L’exposition accueille plus de 30 000 visiteurs puis circule en Espagne. Un taux de fréquentation plus qu’honorable, pour un thème aussi peu ludique. Préoccupée par l’oubli qui menace les pans du monde de Tchernobyl, Galia Ackerman en appelle à la constitution d’un « musée virtuel ». « C’est un événement si important qu’il est de notre devoir de consigner à l’intention des générations futures le témoignage d’une catastrophe – ainsi que d’autres – engendrée par une technologie soumise aux pressions de la société de consommation. »

Dans l’ouvrage qu’elle vient de faire paraître, l’essayiste dévoile quelques clés d’une motivation qui l’a elle-même interpellée par sa puissance. Journaliste accoutumée au renouvellement de ses sujets, d’où lui est venue cette polarisation ? « Je ne l’ai compris que tardivement. Une introspection qui m’a pris vingt ans – mon “coming out”, ma délivrance ! », sourit-elle à demi.

Tchernobyl, nœud de convergence des fibres de Galia Ackerman. C’est le retour de l’œil critique de la petite fille moscovite qui s’insurgeait secrètement contre l’encadrement des modes de vie et de la pensée libre par le régime soviétique. « La Zone, c’est la métaphore troublante de mon passé qui s’est figé. » Le monstre, dont la liquidation s’est imposée comme le dernier grand chantier de l’URSS, en a précipité la chute. Jeune « youpine », Galia souffre aussi de brimades enfantines. Sa mère et sa grand-mère sont juives ukrainiennes. « Dans la ville de Tchernobyl, se concentre toute la très longue histoire slave de notre peuple. » Elle choisira d’émigrer en Israël en 1973, à l’âge de 25 ans, avant de gagner la France en 1984.

La rencontre des victimes et des héros mobilise également en elle un sens impérieux du devoir humanitaire. Elle est profondément marquée par ses contacts avec Vassili Nesterenko. Le physicien biélorusse, décédé en 2008, prend des risques énormes dans les premiers jours de la catastrophe pour en limiter l’ampleur, avant de consacrer le reste de sa vie à aider les populations touchées, en particulier les enfants dont la thyroïde a été détruite par la radioactivité. Galia Ackerman est cofondatrice de l’association Enfants de Tchernobyl Bélarus.

++++++++++++++++++++

- [Consigne A]:
Dans le document source sur Galia Ackerman, répondez à ces questions :
(i) Combien de visiteurs l'exposition a-t-elle accueillis ?
(ii) En quelle année et à quel âge Galia Ackerman a-t-elle émigré en Israël ?
(iii) En quelle année le physicien Vassili Nesterenko est-il décédé ?
- [Consigne B]: Prolongez le texte sur Galia Ackerman et Tchernobyl à partir de sa dernière phrase.

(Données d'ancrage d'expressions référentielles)
++++++++++++++++++++

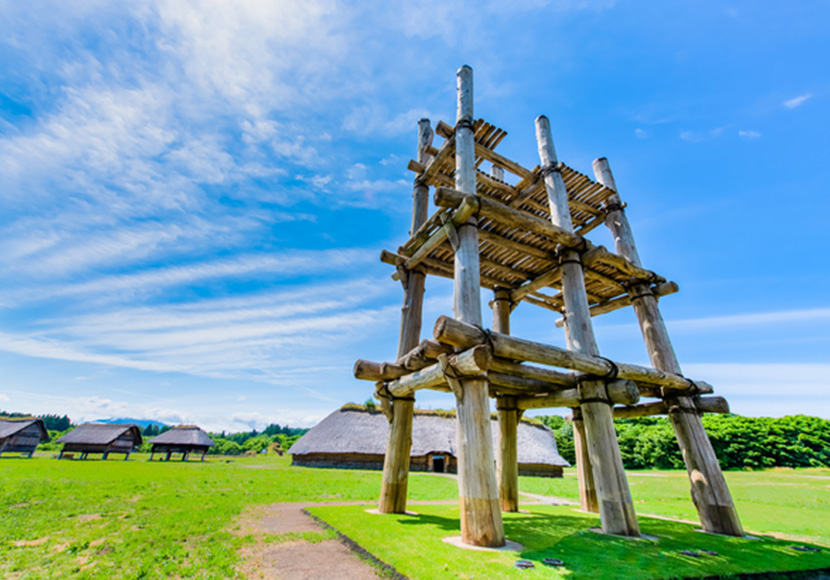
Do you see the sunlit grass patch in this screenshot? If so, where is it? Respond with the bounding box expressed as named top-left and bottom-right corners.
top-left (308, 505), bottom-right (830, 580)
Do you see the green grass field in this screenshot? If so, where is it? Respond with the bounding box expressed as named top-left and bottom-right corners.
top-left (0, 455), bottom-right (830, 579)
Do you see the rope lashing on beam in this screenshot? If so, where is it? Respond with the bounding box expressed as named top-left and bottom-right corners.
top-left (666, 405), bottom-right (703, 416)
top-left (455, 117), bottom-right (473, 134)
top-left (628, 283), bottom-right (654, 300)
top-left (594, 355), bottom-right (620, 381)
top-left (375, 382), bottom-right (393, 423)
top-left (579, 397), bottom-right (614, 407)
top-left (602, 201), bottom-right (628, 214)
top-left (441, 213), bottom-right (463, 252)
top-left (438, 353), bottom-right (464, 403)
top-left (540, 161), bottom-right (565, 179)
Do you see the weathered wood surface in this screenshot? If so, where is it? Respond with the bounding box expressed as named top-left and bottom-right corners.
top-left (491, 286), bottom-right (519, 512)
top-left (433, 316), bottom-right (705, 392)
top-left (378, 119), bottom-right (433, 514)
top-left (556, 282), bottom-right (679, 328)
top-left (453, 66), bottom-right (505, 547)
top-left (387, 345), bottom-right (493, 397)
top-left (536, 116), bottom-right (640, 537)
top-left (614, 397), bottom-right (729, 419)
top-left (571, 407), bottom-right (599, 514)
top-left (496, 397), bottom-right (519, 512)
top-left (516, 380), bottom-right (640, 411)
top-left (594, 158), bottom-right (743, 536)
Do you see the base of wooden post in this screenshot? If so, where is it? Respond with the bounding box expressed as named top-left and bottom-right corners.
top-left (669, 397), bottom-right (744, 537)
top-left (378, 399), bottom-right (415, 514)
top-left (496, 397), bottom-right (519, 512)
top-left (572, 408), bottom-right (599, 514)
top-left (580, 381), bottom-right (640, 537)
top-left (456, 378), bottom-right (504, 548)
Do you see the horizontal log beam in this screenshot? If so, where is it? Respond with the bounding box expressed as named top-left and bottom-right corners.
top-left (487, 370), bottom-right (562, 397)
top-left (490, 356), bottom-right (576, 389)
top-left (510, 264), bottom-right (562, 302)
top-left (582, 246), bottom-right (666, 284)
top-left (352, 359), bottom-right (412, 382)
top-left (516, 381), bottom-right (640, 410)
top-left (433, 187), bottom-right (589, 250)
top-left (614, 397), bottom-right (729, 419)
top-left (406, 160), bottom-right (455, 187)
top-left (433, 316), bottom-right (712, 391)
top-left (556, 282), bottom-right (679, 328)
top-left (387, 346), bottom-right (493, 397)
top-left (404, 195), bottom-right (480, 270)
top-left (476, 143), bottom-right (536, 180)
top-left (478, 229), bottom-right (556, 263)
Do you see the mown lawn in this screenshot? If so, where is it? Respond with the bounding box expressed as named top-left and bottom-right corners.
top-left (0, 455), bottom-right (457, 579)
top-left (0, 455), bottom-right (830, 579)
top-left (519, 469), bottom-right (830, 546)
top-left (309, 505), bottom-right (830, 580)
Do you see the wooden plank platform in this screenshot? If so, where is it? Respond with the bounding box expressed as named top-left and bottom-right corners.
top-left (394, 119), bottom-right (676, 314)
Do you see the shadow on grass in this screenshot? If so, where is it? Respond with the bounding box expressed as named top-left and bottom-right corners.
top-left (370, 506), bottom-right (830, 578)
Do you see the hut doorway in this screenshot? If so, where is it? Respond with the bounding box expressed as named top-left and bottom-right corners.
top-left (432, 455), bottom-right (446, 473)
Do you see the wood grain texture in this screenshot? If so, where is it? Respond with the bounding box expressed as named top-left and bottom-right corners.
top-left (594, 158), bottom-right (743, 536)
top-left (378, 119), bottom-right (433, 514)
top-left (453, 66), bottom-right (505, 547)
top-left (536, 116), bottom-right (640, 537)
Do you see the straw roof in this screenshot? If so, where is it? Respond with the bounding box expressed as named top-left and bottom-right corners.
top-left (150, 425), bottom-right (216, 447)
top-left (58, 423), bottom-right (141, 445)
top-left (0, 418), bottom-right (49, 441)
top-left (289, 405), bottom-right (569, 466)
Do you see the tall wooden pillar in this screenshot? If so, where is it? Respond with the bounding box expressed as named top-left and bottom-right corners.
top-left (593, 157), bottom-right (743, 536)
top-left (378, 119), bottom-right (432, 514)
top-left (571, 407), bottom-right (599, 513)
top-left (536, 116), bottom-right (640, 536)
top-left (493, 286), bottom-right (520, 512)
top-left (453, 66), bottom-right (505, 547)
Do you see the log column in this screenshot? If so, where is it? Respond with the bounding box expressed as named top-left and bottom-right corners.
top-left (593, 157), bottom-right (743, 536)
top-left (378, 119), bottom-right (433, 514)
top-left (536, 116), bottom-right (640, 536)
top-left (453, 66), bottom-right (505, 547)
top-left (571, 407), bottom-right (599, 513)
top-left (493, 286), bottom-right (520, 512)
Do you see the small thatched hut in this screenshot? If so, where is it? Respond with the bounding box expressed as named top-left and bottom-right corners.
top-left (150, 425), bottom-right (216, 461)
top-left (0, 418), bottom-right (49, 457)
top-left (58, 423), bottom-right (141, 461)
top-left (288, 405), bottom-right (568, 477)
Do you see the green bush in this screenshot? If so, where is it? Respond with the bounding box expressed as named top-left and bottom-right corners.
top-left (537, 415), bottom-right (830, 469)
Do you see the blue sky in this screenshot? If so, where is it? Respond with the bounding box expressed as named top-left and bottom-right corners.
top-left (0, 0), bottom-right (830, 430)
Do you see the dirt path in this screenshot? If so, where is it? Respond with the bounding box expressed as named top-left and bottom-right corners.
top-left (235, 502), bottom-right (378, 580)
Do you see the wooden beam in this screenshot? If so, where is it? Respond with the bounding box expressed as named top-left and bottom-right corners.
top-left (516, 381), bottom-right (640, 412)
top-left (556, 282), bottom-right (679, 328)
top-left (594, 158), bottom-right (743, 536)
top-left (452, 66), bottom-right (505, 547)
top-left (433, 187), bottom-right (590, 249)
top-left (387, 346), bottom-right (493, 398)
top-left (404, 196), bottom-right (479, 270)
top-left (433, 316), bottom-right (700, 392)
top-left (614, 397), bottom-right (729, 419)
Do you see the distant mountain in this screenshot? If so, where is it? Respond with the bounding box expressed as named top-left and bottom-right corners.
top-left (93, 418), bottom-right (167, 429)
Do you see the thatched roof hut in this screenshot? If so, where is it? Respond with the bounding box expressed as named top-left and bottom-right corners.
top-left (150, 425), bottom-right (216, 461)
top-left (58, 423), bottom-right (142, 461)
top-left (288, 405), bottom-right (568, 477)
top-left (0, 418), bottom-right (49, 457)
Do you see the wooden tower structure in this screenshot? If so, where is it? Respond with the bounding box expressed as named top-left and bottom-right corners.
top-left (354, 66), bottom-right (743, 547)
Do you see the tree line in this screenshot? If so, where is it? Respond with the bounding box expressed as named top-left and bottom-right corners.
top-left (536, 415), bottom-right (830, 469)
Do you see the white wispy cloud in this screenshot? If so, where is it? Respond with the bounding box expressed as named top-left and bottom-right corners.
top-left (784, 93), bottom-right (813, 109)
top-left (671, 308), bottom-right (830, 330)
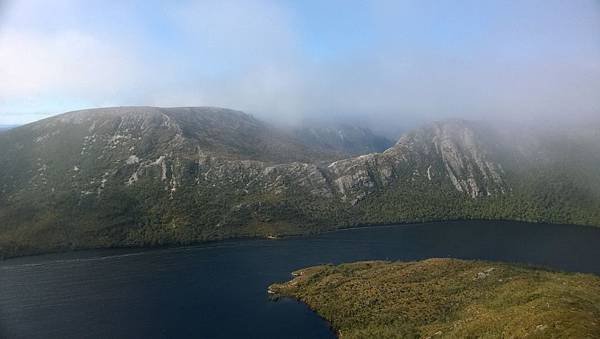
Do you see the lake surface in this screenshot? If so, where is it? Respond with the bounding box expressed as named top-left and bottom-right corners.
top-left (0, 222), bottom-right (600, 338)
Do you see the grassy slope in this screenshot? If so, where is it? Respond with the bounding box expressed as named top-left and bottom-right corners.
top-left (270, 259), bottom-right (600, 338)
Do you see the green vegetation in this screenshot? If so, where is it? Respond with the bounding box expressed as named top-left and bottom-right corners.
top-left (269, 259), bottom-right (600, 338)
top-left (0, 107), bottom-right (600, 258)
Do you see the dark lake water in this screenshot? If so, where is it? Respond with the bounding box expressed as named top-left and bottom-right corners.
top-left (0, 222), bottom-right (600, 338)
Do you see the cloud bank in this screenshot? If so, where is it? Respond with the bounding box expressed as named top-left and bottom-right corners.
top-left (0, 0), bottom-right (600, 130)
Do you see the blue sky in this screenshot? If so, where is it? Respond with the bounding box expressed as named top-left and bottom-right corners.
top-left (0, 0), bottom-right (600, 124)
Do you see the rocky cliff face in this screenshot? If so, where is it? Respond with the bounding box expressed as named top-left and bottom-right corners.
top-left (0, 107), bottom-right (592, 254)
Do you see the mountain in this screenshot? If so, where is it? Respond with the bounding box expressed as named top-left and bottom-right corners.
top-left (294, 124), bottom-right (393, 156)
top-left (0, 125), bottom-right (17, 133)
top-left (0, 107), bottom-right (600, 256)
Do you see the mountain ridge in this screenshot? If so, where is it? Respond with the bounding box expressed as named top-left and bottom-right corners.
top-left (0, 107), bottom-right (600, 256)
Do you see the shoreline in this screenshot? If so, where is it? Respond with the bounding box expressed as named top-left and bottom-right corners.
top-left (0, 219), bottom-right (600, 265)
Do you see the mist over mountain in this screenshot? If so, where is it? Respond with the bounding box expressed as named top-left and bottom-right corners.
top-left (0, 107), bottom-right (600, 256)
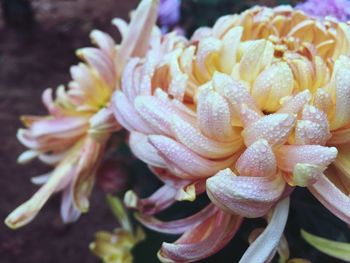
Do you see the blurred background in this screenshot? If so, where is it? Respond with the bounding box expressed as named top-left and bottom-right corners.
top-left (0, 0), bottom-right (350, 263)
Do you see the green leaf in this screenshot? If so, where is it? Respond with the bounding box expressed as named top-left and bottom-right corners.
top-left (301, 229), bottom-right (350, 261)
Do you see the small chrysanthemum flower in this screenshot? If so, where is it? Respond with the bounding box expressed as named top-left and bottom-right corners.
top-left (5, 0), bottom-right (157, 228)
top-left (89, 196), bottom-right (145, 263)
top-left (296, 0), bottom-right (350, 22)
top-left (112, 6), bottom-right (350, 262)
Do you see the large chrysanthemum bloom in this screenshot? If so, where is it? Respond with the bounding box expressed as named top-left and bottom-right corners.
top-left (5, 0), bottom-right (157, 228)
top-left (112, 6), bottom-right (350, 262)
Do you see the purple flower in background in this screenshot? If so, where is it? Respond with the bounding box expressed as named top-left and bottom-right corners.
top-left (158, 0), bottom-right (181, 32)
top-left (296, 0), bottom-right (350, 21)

++++++++++++++++++++

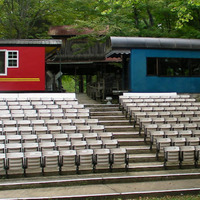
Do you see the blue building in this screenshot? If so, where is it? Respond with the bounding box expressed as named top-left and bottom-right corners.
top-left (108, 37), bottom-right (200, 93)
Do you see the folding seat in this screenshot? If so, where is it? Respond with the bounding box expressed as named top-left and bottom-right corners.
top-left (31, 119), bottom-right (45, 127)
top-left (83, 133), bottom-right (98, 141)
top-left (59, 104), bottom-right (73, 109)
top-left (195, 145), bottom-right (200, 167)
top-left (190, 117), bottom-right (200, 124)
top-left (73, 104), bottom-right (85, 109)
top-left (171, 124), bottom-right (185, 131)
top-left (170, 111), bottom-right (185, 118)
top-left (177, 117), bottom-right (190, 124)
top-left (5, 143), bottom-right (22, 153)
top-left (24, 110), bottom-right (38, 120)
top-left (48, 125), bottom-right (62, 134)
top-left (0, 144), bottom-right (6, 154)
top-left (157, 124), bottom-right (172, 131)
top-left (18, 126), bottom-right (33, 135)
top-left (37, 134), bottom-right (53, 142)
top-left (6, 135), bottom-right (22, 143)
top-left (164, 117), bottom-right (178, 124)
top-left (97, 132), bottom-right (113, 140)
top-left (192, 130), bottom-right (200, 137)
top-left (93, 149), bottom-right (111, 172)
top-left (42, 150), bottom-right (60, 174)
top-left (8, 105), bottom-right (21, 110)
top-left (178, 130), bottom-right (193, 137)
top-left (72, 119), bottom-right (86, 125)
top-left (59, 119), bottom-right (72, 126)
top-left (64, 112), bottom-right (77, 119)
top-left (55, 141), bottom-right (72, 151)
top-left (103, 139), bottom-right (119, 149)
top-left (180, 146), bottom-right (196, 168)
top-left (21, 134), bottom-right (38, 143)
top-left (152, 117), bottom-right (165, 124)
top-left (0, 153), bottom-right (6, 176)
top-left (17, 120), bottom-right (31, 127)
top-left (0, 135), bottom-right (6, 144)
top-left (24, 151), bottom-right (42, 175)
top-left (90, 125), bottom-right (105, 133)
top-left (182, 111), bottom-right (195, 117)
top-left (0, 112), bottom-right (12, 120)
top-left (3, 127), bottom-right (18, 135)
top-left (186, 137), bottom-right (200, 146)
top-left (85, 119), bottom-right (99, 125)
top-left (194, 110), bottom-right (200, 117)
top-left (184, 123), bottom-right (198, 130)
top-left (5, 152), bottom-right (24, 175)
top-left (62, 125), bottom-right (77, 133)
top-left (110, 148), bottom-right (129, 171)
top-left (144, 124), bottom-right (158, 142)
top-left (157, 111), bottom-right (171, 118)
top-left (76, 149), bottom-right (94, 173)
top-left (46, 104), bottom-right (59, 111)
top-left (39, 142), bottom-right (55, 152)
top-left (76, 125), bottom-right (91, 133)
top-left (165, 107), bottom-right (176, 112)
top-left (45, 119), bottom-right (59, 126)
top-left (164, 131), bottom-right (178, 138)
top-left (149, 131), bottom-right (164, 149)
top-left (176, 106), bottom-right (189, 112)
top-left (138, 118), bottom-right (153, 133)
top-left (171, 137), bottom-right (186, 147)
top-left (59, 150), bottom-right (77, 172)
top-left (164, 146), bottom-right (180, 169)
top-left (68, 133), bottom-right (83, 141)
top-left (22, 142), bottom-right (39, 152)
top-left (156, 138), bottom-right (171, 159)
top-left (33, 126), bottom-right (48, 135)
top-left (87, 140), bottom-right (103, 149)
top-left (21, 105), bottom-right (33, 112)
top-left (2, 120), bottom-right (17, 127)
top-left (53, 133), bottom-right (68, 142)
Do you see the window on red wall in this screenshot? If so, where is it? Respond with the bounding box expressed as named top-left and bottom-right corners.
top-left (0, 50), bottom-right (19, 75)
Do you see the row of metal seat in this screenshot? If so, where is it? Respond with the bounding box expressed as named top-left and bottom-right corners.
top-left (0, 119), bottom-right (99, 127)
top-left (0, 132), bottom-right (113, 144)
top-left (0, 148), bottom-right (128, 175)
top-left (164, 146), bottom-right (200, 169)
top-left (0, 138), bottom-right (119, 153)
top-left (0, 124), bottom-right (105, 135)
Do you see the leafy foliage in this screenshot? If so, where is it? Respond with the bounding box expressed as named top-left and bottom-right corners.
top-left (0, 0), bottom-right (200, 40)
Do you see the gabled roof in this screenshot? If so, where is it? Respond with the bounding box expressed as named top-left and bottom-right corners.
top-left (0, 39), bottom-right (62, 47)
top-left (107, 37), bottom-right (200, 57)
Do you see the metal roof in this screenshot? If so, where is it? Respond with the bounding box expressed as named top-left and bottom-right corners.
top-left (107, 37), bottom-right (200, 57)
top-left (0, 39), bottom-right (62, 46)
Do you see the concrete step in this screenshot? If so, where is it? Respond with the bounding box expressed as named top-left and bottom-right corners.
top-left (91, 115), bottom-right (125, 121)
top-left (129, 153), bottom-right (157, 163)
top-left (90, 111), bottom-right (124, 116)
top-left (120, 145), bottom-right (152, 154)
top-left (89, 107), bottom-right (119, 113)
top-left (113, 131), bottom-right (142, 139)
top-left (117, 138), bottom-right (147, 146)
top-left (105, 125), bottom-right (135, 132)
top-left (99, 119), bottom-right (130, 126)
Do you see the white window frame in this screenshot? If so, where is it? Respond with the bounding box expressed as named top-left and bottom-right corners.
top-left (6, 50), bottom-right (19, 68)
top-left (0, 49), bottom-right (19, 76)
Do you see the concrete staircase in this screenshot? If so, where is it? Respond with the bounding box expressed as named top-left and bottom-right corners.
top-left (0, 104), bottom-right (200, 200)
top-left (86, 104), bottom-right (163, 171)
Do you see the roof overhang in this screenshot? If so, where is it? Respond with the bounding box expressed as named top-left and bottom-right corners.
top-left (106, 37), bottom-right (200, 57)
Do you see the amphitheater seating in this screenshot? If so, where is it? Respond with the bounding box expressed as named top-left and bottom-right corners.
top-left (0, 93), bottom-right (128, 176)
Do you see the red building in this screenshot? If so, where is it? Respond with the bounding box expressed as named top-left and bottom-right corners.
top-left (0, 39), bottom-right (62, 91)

++++++++++++++++++++

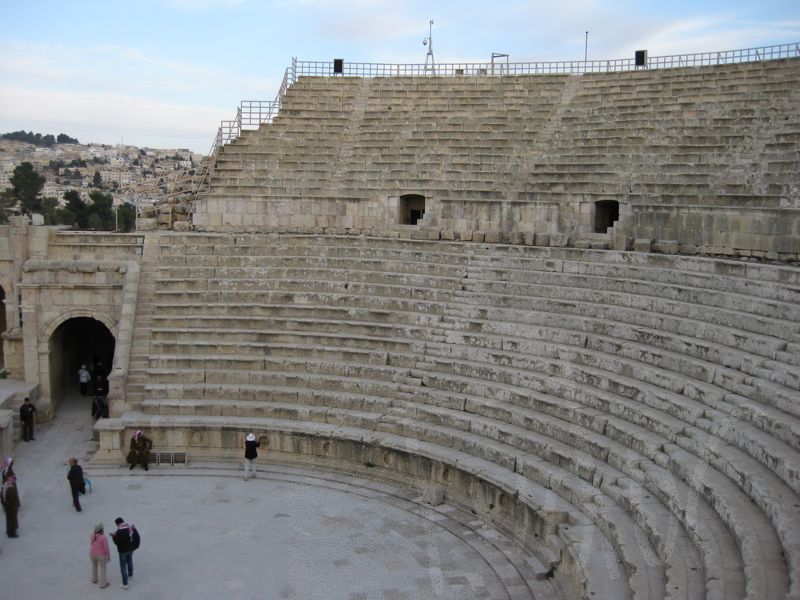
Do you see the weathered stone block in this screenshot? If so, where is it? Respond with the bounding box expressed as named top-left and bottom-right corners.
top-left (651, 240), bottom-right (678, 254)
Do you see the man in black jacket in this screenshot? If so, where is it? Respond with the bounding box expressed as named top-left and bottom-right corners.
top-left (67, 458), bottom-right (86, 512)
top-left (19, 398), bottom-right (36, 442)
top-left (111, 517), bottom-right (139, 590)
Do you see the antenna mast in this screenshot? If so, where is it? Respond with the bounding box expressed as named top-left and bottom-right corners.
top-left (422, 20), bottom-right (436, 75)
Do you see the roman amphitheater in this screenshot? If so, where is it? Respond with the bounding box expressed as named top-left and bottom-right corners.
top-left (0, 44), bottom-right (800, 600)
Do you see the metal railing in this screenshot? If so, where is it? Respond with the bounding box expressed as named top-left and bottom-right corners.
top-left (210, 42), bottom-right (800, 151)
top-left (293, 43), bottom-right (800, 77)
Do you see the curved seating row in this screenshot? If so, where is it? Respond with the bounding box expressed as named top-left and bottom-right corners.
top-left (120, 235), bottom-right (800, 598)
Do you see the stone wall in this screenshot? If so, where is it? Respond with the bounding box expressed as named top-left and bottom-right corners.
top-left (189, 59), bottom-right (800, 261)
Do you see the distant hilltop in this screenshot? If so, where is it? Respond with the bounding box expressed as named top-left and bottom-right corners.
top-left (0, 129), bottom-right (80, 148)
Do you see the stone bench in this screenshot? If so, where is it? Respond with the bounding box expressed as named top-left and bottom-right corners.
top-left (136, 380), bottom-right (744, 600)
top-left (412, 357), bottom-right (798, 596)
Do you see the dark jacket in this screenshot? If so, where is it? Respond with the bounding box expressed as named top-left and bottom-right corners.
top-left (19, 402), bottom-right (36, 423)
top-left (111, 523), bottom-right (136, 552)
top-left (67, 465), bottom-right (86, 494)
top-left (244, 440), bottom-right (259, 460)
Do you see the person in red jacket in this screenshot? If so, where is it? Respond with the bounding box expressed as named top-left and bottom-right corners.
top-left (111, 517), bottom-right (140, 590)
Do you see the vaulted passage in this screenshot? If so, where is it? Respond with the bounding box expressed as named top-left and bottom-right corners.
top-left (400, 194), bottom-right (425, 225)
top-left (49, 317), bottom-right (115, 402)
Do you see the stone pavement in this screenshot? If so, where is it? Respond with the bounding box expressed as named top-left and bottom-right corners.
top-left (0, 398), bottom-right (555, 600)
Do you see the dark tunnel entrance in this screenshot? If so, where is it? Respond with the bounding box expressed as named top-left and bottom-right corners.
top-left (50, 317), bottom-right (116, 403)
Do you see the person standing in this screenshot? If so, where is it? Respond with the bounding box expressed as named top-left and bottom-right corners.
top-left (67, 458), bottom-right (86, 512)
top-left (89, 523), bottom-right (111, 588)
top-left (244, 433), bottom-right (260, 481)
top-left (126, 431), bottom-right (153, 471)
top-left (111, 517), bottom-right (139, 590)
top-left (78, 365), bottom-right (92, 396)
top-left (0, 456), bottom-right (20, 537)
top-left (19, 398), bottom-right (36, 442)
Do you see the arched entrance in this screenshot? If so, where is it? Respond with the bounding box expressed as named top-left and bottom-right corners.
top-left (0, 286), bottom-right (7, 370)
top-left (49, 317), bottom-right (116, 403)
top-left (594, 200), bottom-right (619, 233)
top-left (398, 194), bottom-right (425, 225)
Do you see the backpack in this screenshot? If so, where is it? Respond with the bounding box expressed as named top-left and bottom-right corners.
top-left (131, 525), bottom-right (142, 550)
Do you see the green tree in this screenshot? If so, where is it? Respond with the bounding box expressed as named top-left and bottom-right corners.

++++++++++++++++++++

- [Réponse A]:
(i) Plus de 30 000 visiteurs.
(ii) En 1973, à l'âge de 25 ans.
(iii) En 2008.

- [Réponse B]:
La rupture avec Alexievitch

Sur la trajectoire tchernobylienne de Galia Ackerman, un incident suscite l’incompréhension de Jean-Pierre Dupuy. Le philosophe épistémologue, qui creuse depuis longtemps les paradigmes de la pensée face aux catastrophes, a accompagné l’essayiste, il y a dix ans, dans la Zone. « Sa rupture avec Svetlana Alexievitch me laisse perplexe… Car le binôme fondateur de la pensée anthropologique et culturelle de Tchernobyl, en France, s’est dissous vers 2004. Frictions de fortes personnalités ? Bruno Boussagol réfute indirectement l’hypothèse. « Galia est une grande modeste. La rencontre avec le monstre tchernobylien suscite généralement une chute d’ego, on est traversé, le “je” est sommé de se mettre au diapason de l’interrogation qui nous percute. » C’est la traductrice qui rompt, au nom de « divergences intellectuelles » qui éclairent son engagement.

Un reproche « déontologique », tout d’abord. Celle qui se définit comme une « praticienne » de Tchernobyl a peu à peu décelé chez l’auteure de La Supplication non pas une tromperie « mais une ambiguïté, un brouillage » : ces témoignages chocs, elle dit détenir la preuve qu’ils ont été accommodés et souvent pimentés. « Les événements n’ont pas d’importance pour elle, seuls les sentiments valent, comme elle me l’a confié. » Là où Virginie Symaniec salue de la littérature, Galia Ackerman voit l’intrusion d’un « je » qui s’approprie la voix de témoins « pour y mettre ses idées ».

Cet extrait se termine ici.